### Written request:
Copy the following records verbatim, everything from the line that contains "Where in the photo above do you see the sneaker" down to the line that contains "[61,120,84,219]", both of those lines included.

(Annotated coordinate records)

------------------------------

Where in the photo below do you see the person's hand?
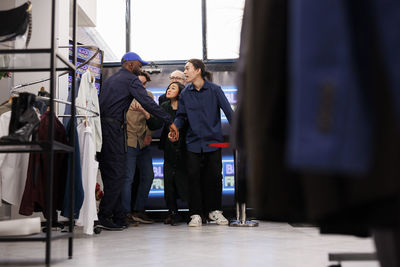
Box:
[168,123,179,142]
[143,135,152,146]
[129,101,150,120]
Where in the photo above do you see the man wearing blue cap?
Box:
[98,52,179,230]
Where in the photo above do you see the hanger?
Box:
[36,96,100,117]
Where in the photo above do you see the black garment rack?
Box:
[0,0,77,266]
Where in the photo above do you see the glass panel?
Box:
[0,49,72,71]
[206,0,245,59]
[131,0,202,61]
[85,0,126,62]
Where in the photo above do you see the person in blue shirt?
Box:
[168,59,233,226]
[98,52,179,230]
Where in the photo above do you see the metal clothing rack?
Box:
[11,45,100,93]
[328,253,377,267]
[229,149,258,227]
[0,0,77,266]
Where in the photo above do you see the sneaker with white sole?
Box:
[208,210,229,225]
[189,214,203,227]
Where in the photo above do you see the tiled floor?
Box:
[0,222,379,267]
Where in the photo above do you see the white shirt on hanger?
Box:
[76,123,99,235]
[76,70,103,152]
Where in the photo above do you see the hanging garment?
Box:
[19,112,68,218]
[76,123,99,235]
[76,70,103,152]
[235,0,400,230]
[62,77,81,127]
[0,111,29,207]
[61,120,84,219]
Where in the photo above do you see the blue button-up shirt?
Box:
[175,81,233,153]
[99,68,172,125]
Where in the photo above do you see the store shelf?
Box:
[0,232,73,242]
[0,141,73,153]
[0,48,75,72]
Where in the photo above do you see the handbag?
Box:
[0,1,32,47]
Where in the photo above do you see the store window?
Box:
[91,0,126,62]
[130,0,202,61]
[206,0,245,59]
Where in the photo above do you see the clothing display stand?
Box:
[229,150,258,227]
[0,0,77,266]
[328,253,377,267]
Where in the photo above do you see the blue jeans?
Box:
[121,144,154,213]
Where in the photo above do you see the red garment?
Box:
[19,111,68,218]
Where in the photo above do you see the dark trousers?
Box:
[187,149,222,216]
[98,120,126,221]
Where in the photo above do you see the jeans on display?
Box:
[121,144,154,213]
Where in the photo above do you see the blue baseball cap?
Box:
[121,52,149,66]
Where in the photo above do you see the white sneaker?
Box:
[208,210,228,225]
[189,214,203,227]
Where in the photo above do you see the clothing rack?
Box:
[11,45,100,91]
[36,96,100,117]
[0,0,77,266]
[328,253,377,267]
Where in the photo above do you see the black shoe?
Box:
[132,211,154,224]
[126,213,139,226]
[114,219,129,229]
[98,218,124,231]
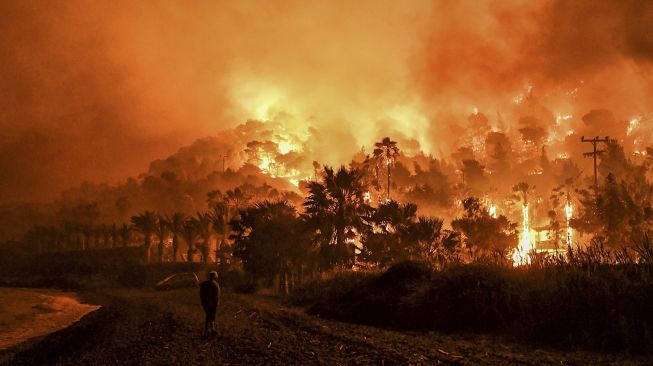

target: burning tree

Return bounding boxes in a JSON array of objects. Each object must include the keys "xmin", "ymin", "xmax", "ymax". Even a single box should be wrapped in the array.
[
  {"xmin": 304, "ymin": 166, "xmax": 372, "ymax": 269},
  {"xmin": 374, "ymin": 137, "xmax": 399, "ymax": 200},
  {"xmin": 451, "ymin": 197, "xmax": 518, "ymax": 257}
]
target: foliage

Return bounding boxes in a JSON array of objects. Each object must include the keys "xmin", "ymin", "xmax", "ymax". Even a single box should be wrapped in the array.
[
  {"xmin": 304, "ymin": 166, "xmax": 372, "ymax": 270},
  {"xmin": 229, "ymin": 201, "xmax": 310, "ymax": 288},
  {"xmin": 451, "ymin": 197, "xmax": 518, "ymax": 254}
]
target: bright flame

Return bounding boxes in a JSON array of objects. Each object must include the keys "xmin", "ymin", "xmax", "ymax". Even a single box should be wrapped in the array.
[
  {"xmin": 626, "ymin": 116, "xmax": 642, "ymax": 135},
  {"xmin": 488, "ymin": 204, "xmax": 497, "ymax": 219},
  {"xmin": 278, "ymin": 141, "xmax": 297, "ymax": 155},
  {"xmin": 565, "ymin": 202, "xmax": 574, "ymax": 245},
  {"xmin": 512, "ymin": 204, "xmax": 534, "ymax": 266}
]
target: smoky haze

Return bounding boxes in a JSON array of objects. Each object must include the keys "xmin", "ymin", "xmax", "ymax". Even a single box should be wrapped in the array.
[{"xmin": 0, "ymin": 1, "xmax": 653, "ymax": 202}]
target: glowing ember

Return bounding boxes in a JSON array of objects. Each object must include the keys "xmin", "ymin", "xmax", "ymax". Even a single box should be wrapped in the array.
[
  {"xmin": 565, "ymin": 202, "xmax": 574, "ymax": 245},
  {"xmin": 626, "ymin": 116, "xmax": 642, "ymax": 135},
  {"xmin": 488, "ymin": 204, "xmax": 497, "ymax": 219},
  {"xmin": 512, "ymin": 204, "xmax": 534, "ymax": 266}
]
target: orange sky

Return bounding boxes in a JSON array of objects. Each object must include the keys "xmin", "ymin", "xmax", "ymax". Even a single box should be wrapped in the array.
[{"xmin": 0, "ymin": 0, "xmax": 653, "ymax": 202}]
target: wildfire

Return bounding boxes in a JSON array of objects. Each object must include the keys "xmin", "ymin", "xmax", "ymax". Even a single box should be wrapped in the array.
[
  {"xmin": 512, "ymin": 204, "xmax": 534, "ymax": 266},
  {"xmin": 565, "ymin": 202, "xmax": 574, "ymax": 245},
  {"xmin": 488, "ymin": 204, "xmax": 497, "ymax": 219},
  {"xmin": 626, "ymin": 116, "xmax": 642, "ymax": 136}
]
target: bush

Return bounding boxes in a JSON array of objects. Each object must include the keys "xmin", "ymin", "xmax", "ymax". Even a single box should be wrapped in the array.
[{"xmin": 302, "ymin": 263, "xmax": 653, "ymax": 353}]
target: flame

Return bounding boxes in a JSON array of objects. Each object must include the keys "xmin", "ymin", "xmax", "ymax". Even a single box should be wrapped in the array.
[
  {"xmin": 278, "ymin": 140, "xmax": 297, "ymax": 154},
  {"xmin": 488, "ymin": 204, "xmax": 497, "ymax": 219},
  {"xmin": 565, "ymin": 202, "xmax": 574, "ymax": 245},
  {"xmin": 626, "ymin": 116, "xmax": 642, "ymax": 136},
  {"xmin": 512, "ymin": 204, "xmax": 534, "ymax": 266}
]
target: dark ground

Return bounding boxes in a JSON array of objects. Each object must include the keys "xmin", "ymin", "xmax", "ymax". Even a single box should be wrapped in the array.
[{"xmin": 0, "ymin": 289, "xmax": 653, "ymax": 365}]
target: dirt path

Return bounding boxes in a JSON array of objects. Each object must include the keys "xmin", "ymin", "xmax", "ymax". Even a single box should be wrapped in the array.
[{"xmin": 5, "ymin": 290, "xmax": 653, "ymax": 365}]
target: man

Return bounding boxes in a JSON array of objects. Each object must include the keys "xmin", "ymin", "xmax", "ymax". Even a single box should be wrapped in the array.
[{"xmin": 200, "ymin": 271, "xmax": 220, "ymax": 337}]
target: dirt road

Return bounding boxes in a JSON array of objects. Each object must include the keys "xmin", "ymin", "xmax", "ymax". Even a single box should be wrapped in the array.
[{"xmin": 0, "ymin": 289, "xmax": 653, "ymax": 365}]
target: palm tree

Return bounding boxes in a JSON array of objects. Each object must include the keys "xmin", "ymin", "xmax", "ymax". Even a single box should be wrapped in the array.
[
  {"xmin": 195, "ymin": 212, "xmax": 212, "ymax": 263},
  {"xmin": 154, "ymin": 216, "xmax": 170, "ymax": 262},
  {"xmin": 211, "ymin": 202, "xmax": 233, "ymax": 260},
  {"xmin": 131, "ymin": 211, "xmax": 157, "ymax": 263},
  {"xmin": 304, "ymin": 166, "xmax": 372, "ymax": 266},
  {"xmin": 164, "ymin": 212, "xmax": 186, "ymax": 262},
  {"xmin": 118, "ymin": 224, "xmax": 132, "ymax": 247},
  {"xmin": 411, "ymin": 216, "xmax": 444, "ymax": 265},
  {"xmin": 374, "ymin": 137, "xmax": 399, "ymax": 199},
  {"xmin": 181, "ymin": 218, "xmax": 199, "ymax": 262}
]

------------------------------

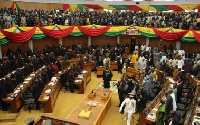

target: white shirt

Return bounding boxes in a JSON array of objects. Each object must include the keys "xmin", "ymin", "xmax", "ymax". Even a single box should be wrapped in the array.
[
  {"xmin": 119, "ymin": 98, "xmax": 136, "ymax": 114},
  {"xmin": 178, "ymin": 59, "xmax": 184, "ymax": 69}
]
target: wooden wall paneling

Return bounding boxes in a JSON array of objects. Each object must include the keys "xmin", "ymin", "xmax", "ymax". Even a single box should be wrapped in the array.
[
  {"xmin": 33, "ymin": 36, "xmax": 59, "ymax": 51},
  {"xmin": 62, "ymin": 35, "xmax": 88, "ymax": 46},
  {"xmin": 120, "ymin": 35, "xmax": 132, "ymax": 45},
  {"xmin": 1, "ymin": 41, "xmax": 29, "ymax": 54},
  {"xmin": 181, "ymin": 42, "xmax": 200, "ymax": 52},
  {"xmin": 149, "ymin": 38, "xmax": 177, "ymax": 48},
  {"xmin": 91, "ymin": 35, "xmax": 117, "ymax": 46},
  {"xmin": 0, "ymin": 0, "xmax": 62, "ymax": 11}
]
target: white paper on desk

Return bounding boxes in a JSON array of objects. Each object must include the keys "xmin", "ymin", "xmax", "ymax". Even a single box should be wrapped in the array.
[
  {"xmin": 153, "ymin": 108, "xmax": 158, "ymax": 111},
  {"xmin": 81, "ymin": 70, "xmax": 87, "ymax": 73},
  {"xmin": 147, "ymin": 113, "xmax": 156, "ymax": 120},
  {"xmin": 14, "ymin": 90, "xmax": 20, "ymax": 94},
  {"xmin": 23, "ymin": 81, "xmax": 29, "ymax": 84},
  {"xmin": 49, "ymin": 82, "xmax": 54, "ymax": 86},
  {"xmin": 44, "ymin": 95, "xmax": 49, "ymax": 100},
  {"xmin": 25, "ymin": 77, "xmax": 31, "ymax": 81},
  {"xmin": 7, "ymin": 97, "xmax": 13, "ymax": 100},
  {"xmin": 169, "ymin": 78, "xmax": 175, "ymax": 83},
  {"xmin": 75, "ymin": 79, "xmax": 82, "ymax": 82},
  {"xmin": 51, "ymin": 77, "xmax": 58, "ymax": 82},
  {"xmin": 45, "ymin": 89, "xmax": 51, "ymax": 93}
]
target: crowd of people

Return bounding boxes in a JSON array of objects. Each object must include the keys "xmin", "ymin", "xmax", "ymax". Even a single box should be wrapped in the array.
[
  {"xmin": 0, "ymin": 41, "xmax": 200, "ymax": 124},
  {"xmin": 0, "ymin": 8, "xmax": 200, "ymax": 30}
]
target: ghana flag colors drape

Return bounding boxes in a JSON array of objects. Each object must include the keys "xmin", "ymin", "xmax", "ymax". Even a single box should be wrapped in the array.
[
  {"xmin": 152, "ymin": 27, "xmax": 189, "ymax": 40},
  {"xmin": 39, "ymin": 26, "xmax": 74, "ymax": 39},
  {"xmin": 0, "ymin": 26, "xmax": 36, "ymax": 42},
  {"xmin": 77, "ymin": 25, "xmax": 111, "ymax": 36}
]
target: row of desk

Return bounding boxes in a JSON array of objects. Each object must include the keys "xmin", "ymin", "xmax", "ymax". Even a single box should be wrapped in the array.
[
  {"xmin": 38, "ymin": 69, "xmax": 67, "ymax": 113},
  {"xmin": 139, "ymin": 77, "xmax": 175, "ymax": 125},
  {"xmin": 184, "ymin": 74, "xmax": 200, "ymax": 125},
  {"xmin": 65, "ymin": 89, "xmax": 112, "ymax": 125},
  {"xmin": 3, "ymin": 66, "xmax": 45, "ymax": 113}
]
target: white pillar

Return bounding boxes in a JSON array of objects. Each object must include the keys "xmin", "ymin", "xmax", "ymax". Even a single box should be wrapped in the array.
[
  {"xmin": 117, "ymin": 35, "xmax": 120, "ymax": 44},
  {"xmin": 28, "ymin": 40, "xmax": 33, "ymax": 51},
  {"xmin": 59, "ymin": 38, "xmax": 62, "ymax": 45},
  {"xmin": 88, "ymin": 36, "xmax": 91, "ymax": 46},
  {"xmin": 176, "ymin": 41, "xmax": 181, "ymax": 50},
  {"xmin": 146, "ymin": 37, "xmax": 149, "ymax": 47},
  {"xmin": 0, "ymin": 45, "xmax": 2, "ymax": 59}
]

------------------------------

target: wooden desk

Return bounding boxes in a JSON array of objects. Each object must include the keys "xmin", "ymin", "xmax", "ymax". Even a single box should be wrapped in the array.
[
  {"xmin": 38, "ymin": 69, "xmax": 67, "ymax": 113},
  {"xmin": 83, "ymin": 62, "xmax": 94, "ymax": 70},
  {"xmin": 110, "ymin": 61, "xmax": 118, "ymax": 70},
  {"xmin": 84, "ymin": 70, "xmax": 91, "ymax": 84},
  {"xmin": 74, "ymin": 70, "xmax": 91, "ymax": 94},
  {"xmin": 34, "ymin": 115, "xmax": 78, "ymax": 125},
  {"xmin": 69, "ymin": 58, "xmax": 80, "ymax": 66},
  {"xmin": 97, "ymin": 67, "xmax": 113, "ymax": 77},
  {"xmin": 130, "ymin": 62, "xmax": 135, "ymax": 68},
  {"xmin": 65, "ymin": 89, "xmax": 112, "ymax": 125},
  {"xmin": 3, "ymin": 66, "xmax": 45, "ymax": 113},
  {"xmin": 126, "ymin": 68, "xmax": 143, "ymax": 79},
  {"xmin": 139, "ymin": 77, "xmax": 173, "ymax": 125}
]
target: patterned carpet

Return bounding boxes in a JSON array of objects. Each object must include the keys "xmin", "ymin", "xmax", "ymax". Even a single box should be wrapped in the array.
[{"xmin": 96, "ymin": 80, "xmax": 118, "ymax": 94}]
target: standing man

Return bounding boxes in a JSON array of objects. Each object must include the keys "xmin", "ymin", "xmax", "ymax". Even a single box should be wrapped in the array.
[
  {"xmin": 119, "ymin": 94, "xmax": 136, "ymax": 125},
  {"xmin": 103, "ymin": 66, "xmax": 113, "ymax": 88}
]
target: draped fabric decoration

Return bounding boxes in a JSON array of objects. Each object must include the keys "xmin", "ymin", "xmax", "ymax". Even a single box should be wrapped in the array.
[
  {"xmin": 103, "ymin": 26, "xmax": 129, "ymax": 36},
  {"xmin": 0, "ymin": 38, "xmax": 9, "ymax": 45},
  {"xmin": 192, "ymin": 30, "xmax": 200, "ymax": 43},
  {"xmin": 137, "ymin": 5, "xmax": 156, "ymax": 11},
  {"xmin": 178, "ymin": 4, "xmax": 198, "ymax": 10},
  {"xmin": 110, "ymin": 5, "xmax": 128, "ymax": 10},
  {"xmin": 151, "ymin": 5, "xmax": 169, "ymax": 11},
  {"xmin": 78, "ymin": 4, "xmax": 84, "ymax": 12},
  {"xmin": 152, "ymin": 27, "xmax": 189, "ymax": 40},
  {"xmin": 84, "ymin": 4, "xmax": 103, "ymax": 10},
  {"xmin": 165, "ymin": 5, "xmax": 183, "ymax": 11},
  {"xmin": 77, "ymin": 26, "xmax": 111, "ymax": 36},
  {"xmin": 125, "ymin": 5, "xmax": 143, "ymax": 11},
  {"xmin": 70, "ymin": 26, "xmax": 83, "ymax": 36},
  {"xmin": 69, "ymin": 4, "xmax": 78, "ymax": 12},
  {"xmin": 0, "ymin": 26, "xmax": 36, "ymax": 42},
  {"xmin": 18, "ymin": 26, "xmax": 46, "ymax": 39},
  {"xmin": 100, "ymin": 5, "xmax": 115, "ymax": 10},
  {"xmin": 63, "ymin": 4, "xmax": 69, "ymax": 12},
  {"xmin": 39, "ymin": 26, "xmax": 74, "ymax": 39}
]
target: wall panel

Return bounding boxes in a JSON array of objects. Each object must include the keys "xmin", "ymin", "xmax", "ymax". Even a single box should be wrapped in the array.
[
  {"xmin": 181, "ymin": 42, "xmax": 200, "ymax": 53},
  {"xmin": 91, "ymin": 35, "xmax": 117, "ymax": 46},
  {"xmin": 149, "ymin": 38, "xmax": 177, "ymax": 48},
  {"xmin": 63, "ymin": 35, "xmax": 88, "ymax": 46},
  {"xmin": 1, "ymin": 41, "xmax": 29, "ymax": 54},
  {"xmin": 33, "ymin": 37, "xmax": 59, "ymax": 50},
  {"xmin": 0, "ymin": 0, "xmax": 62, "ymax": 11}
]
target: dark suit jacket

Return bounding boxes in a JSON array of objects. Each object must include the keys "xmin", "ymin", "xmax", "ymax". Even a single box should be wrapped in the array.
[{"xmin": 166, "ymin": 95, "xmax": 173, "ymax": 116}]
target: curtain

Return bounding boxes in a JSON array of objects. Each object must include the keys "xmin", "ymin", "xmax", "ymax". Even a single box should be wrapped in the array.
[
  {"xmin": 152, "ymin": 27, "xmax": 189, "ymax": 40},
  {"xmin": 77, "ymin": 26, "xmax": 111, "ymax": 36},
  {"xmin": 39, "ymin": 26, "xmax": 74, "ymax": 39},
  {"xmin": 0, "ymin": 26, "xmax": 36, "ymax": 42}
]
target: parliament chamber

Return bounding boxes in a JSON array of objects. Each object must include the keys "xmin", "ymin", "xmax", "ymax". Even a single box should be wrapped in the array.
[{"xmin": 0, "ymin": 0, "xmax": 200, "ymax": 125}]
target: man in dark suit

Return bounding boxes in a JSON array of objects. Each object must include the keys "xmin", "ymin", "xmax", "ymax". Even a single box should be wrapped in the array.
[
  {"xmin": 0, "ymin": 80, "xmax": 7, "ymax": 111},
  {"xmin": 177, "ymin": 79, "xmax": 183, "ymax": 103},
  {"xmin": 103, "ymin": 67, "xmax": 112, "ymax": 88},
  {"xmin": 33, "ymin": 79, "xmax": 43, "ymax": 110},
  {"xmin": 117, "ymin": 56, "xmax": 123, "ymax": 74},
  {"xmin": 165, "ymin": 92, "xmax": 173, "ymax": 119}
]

------------------------------

### Task output:
Where in the photo above do you see the sneaker with white sole?
Box:
[208,210,229,225]
[189,214,203,227]
Where in the photo above do you see the tiled floor?
Box:
[0,222,379,267]
Where in the photo above do you see the white shirt on hanger?
Box:
[76,123,99,235]
[76,70,103,152]
Where in the photo above do you see the hanging garment?
Box:
[19,112,68,218]
[76,123,99,235]
[76,70,103,152]
[235,0,400,230]
[62,77,81,127]
[0,111,29,207]
[61,120,84,219]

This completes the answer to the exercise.